▶ EXERCISE GOAL: Add 138 to every coordinate in the answers of the records below, starting at the line that contains "Whereabouts is the balcony" and ending at the line that contains "201,93 -> 258,151". Write out only those lines again, with the requests left unchanged.

▶ Rows from a box labeling dataset:
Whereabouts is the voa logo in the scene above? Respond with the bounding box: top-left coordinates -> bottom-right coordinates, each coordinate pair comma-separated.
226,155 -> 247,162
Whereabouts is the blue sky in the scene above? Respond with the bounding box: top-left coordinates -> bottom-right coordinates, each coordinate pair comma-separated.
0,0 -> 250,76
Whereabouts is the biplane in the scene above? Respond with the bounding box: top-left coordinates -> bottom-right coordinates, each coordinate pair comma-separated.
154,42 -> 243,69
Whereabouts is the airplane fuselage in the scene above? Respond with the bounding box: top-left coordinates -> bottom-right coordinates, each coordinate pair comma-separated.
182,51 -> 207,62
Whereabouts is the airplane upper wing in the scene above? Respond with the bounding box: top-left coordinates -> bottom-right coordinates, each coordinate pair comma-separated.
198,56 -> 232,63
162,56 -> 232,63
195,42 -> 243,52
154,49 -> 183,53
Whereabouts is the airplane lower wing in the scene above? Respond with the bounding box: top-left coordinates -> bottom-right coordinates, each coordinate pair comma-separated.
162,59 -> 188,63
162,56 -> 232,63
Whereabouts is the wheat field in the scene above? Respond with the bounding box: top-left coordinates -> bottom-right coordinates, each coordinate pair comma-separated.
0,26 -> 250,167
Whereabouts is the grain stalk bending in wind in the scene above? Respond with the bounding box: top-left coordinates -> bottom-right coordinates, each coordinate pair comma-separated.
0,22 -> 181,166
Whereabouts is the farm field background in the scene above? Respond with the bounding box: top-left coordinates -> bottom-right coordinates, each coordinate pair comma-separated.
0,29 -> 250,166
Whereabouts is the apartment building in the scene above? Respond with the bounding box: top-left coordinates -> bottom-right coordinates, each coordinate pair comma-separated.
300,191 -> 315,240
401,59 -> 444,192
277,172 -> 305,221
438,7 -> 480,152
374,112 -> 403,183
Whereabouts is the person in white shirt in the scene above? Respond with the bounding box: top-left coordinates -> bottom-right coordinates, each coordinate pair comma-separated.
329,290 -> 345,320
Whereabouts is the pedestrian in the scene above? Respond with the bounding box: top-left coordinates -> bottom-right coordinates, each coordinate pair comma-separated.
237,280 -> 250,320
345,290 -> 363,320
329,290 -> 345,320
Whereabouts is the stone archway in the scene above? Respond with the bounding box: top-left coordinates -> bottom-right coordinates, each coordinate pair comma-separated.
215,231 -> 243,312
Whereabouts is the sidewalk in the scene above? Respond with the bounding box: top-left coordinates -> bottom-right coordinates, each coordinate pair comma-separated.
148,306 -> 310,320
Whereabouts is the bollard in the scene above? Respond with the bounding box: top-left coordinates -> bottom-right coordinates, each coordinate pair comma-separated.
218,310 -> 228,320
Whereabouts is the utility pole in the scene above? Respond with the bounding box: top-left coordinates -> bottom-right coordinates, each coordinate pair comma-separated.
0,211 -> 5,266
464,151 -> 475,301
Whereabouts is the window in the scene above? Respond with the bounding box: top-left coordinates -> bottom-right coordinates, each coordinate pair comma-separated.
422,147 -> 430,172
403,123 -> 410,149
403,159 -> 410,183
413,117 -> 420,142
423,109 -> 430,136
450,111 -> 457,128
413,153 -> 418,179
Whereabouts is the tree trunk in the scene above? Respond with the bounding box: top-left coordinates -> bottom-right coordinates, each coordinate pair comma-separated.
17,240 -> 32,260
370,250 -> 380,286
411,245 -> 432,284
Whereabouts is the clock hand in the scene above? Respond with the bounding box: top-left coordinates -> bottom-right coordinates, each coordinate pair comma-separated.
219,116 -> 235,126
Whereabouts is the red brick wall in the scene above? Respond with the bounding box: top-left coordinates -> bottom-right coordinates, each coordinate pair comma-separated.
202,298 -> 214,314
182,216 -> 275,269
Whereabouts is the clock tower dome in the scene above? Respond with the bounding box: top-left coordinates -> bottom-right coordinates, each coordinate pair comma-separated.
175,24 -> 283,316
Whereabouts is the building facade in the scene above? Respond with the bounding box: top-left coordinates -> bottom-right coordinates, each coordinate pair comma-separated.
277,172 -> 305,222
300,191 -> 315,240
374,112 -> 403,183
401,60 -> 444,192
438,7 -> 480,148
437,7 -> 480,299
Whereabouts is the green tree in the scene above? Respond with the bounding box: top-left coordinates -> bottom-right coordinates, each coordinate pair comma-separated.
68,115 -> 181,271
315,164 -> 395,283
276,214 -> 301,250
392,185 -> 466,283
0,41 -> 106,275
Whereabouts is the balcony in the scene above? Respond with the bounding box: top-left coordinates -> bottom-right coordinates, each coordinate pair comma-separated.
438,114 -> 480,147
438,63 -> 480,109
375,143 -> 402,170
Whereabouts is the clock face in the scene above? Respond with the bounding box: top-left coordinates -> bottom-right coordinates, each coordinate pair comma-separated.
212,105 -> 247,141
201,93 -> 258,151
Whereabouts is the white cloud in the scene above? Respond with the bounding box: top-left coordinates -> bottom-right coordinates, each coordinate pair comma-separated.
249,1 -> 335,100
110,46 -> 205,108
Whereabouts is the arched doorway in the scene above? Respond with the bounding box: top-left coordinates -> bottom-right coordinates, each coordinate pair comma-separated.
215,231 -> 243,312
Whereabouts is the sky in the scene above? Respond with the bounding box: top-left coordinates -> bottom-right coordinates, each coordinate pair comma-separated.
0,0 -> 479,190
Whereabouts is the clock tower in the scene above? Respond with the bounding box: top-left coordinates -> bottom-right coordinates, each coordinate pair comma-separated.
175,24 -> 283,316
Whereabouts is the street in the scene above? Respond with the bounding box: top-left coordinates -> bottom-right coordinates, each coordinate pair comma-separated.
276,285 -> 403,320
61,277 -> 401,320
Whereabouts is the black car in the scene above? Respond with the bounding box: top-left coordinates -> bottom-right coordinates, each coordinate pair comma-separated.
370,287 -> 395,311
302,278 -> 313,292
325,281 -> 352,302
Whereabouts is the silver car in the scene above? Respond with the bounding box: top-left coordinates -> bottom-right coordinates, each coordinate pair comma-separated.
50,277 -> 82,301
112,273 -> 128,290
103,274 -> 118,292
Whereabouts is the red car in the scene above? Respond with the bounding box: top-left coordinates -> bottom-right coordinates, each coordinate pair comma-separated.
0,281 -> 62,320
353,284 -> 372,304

▶ SOLUTION TO THE PROBLEM:
Whereabouts is the balcony in the scene above? Respond with the bounding box: top-left coordinates -> bottom-right coordinates, each coordinate pair comma-separated.
576,252 -> 618,285
576,201 -> 618,247
513,281 -> 540,308
Whereabouts is the clock face in the scene above? Respond with the bounding box: top-left coordinates -> bottom-right coordinates, each coordinate pair comma-separated.
350,243 -> 385,279
339,231 -> 396,289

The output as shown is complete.